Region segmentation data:
%%

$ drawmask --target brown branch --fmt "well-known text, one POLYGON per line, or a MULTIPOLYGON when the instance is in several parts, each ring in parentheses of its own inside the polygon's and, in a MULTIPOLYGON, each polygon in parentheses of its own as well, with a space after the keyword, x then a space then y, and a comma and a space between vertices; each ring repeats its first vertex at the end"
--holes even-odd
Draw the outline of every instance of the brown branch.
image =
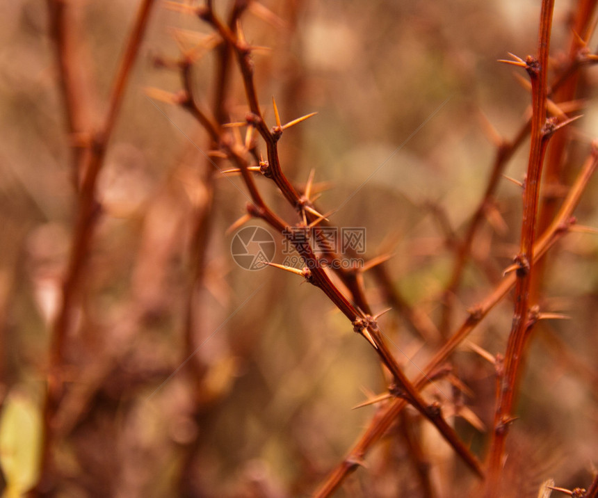
POLYGON ((512 410, 524 348, 536 321, 531 313, 533 303, 530 300, 529 293, 533 273, 533 254, 537 230, 540 184, 544 156, 549 137, 546 129, 547 75, 553 6, 553 0, 543 0, 538 34, 538 56, 537 59, 528 56, 526 61, 532 85, 531 144, 524 189, 521 248, 516 258, 519 267, 515 273, 515 310, 505 355, 504 376, 499 379, 500 387, 496 393, 496 411, 488 459, 487 497, 496 496, 500 492, 503 453, 508 428, 513 420, 512 410))
MULTIPOLYGON (((65 6, 58 6, 59 3, 61 2, 49 4, 52 14, 52 29, 63 31, 60 36, 65 40, 68 39, 69 35, 65 31, 71 29, 72 26, 67 25, 65 6)), ((63 395, 62 370, 64 349, 71 332, 72 318, 76 301, 78 285, 83 275, 84 263, 89 253, 94 229, 99 215, 100 207, 95 195, 96 182, 122 102, 124 88, 141 44, 153 4, 154 0, 144 0, 141 3, 115 78, 105 120, 99 132, 95 134, 89 145, 89 150, 84 156, 85 164, 79 172, 81 185, 77 193, 76 220, 72 236, 68 266, 62 284, 62 303, 51 332, 48 386, 43 410, 41 472, 38 484, 33 492, 34 496, 47 492, 54 485, 51 468, 51 451, 54 443, 52 421, 63 395)), ((74 84, 70 75, 74 70, 71 65, 75 61, 68 59, 72 49, 72 47, 69 47, 66 42, 58 46, 59 66, 61 70, 64 67, 68 68, 61 77, 65 92, 70 91, 72 89, 71 86, 74 84), (70 83, 65 83, 67 81, 70 83)), ((70 116, 72 127, 75 126, 74 109, 77 105, 79 105, 75 104, 76 98, 73 95, 66 98, 67 103, 65 109, 67 115, 70 116)))
MULTIPOLYGON (((533 251, 534 262, 539 261, 546 254, 547 251, 567 232, 571 223, 574 223, 572 218, 573 211, 597 166, 598 166, 598 150, 595 146, 592 154, 588 157, 581 171, 578 175, 577 179, 572 186, 557 216, 550 227, 536 241, 533 251)), ((515 280, 516 277, 514 273, 508 273, 498 284, 492 292, 473 307, 469 316, 463 322, 460 328, 436 353, 428 364, 422 369, 423 374, 414 382, 414 385, 417 389, 421 389, 427 384, 428 376, 447 360, 490 310, 504 298, 515 286, 515 280)), ((330 473, 321 487, 314 493, 314 497, 325 498, 331 496, 347 476, 355 470, 358 466, 356 463, 363 461, 364 458, 372 446, 386 433, 386 431, 395 421, 398 414, 406 405, 407 403, 405 400, 395 399, 388 405, 382 408, 375 415, 359 440, 351 449, 349 455, 330 473)))

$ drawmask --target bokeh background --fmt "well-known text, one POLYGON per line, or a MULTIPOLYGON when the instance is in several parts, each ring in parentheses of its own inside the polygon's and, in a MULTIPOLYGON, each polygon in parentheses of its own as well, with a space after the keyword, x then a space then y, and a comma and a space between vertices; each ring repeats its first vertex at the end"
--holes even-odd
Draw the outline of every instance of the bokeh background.
MULTIPOLYGON (((225 10, 227 2, 216 3, 225 10)), ((254 55, 268 124, 273 95, 283 122, 318 112, 284 134, 284 171, 302 185, 315 170, 321 210, 340 207, 333 224, 365 227, 367 255, 391 253, 394 284, 437 322, 453 262, 447 235, 462 233, 496 151, 480 116, 508 140, 526 119, 528 92, 497 59, 535 53, 539 2, 263 3, 282 22, 250 13, 243 27, 250 43, 270 47, 254 55)), ((568 42, 575 3, 557 2, 556 60, 568 42)), ((90 122, 106 110, 136 7, 124 0, 76 3, 90 122)), ((200 365, 199 387, 186 366, 179 368, 188 358, 183 331, 190 234, 193 210, 207 199, 201 178, 208 140, 184 110, 152 100, 145 89, 180 89, 179 74, 154 61, 176 58, 175 39, 193 40, 191 31, 209 32, 191 16, 156 6, 108 149, 99 186, 103 211, 70 340, 74 394, 63 407, 64 437, 56 448, 60 496, 305 496, 375 410, 351 408, 365 393, 385 388, 369 344, 318 289, 275 268, 235 264, 234 233, 226 231, 247 199, 234 177, 216 180, 205 282, 191 298, 200 347, 186 365, 200 365)), ((213 62, 208 54, 194 71, 205 102, 213 62)), ((65 131, 57 74, 45 3, 0 3, 0 464, 6 496, 35 483, 49 330, 74 216, 69 145, 76 138, 65 131)), ((588 137, 598 133, 596 72, 584 75, 584 118, 575 124, 565 182, 587 155, 588 137)), ((240 83, 237 75, 227 102, 231 120, 246 112, 240 83)), ((526 143, 506 173, 522 179, 526 156, 526 143)), ((273 186, 258 184, 292 219, 273 186)), ((598 226, 597 188, 595 180, 578 209, 583 225, 598 226)), ((516 185, 501 182, 496 219, 476 239, 476 262, 467 268, 451 330, 516 254, 520 196, 516 185)), ((282 241, 273 234, 275 262, 282 262, 282 241)), ((598 458, 597 250, 595 236, 573 234, 549 259, 541 303, 571 319, 543 323, 529 348, 520 419, 510 436, 518 496, 535 496, 548 477, 565 487, 587 485, 598 458)), ((375 282, 366 281, 373 308, 382 310, 387 305, 375 282)), ((491 354, 503 353, 511 319, 507 300, 471 340, 491 354)), ((439 343, 415 335, 394 312, 380 323, 407 373, 416 375, 439 343)), ((465 347, 453 360, 455 374, 471 389, 465 403, 487 428, 493 367, 465 347)), ((442 392, 426 393, 442 400, 442 392)), ((416 418, 409 410, 405 416, 416 418)), ((474 480, 433 430, 414 424, 435 496, 462 496, 474 480)), ((487 433, 462 419, 455 424, 483 457, 487 433)), ((390 497, 398 490, 423 496, 400 440, 391 432, 339 496, 390 497)))

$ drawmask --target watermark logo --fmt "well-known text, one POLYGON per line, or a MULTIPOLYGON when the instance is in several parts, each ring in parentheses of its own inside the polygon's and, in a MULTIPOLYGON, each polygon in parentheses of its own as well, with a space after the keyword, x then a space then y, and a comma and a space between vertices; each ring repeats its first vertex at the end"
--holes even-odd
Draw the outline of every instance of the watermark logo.
POLYGON ((274 259, 276 243, 261 227, 245 227, 237 232, 230 244, 233 259, 245 270, 261 270, 274 259))
MULTIPOLYGON (((349 270, 364 266, 361 255, 366 252, 366 229, 362 227, 288 227, 282 234, 285 266, 349 270), (300 255, 304 250, 313 253, 316 259, 305 261, 300 255)), ((231 243, 233 259, 245 270, 265 268, 275 252, 274 237, 261 227, 241 228, 231 243)))
POLYGON ((310 268, 312 262, 306 262, 297 254, 296 250, 302 246, 311 248, 318 257, 317 265, 320 266, 348 270, 364 266, 364 259, 359 257, 366 252, 366 229, 363 227, 313 227, 307 230, 293 227, 284 230, 282 235, 282 254, 285 255, 282 264, 285 266, 310 268))

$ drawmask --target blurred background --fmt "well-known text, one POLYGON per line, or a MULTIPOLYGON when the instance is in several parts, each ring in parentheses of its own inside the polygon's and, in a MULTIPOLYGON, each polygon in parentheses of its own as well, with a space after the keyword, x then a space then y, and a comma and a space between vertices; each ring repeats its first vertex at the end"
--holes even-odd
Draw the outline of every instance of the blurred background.
MULTIPOLYGON (((137 3, 73 3, 86 119, 99 123, 137 3)), ((216 3, 226 12, 227 2, 216 3)), ((528 92, 512 67, 497 59, 535 52, 539 2, 262 3, 275 17, 250 12, 243 26, 250 43, 270 47, 253 56, 268 125, 273 95, 283 122, 318 112, 283 135, 283 170, 298 186, 315 170, 321 211, 338 209, 334 225, 365 227, 366 256, 391 254, 386 264, 393 284, 437 326, 454 264, 451 238, 462 234, 482 199, 496 153, 484 123, 512 140, 526 119, 528 92)), ((567 52, 575 5, 557 2, 555 61, 567 52)), ((210 31, 166 7, 158 3, 152 13, 99 180, 102 212, 72 316, 70 395, 57 422, 58 495, 307 496, 375 411, 352 408, 387 384, 369 345, 317 289, 275 268, 250 271, 235 264, 234 232, 227 229, 245 212, 239 177, 214 179, 204 277, 193 287, 190 248, 194 213, 210 202, 202 180, 209 142, 184 110, 149 98, 145 89, 180 90, 179 74, 156 67, 156 58, 175 59, 177 40, 191 43, 193 33, 210 31)), ((70 145, 76 137, 67 132, 48 26, 45 3, 0 3, 6 496, 19 496, 36 481, 50 331, 76 209, 70 145)), ((594 51, 595 42, 589 47, 594 51)), ((202 103, 213 97, 213 62, 209 54, 193 71, 202 103)), ((232 121, 247 111, 234 72, 226 102, 232 121)), ((597 74, 590 68, 583 74, 584 118, 572 134, 565 184, 588 153, 588 137, 598 132, 597 74)), ((506 175, 523 179, 527 145, 506 175)), ((292 220, 271 183, 258 179, 258 185, 292 220)), ((583 225, 598 226, 597 189, 595 180, 576 211, 583 225)), ((516 254, 520 198, 517 185, 501 182, 492 223, 480 227, 455 296, 451 332, 516 254)), ((270 232, 274 262, 282 263, 281 238, 270 232)), ((587 485, 598 458, 597 251, 595 236, 572 234, 549 259, 542 309, 571 319, 542 322, 529 348, 520 419, 510 435, 508 468, 519 483, 518 496, 535 496, 548 477, 563 487, 587 485)), ((366 275, 366 285, 373 310, 387 307, 377 282, 366 275)), ((414 377, 440 338, 414 334, 396 312, 380 325, 414 377)), ((470 339, 492 355, 503 353, 512 312, 506 300, 470 339)), ((463 403, 479 422, 455 424, 483 458, 494 367, 466 347, 453 360, 453 374, 468 387, 463 403)), ((451 389, 444 381, 438 385, 451 389)), ((433 389, 426 397, 443 399, 433 389)), ((434 430, 405 411, 421 433, 433 496, 462 496, 474 479, 434 430)), ((391 431, 368 456, 369 468, 351 476, 338 496, 391 497, 398 490, 425 496, 401 441, 391 431)))

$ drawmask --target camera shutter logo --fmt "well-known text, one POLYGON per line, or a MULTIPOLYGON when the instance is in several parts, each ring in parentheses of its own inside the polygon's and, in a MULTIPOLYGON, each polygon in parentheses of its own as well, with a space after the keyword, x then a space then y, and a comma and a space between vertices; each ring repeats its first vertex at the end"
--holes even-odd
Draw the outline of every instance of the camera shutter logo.
POLYGON ((245 227, 232 238, 230 253, 233 259, 245 270, 261 270, 274 258, 276 243, 268 230, 261 227, 245 227))

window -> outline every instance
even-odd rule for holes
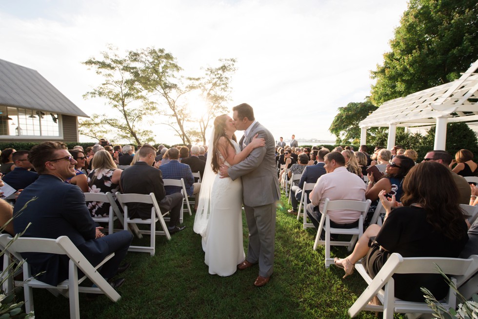
[[[59,137],[60,119],[46,111],[0,106],[0,135]]]

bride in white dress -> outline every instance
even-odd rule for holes
[[[194,231],[202,237],[204,262],[209,273],[230,276],[244,261],[242,243],[242,185],[240,179],[221,178],[222,164],[232,166],[243,160],[255,148],[265,145],[263,139],[254,139],[240,150],[236,141],[232,119],[226,115],[214,120],[212,138],[201,184]]]

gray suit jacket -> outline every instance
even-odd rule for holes
[[[265,146],[254,149],[245,160],[228,170],[233,180],[242,177],[244,204],[251,207],[272,204],[280,198],[275,141],[271,133],[256,122],[249,135],[239,141],[239,145],[242,148],[243,140],[246,145],[249,144],[256,134],[265,140]]]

%%

Exercise goal: Leave out every picture and copy verbatim the lines running from the line containing "drawmask --target camera" through the final line of the data.

Problem solution:
$ drawmask --target camera shutter logo --fmt "well-known text, one POLYGON per line, or a MULTIPOLYGON when the instance is in several parts, each ring in parentheses of its own inside the polygon's and, in a MULTIPOLYGON, each polygon in parentheses of its own as well, with a space after the keyword, x then a space then y, and a comma and a space between vertices; each ring repeats its first vertex at the end"
--holes even-odd
Draw the outline of every instance of the camera shutter logo.
POLYGON ((245 227, 232 238, 230 253, 233 259, 245 270, 261 270, 274 258, 276 243, 268 230, 261 227, 245 227))

window -> outline every instance
even-odd rule for holes
[[[59,137],[60,119],[46,111],[0,106],[0,135]]]

bride in white dress -> outline every instance
even-odd rule for holes
[[[194,231],[202,237],[204,262],[209,273],[230,276],[244,261],[242,243],[242,185],[240,179],[221,178],[222,164],[232,166],[243,160],[255,148],[265,145],[263,139],[254,139],[240,150],[236,141],[232,119],[226,115],[214,120],[212,138],[201,184]]]

gray suit jacket -> outline every instance
even-odd rule for holes
[[[265,146],[254,149],[245,160],[228,170],[233,180],[242,177],[244,204],[251,207],[272,204],[280,198],[275,141],[271,133],[256,122],[249,135],[239,141],[239,145],[242,148],[243,140],[246,145],[249,144],[256,134],[265,140]]]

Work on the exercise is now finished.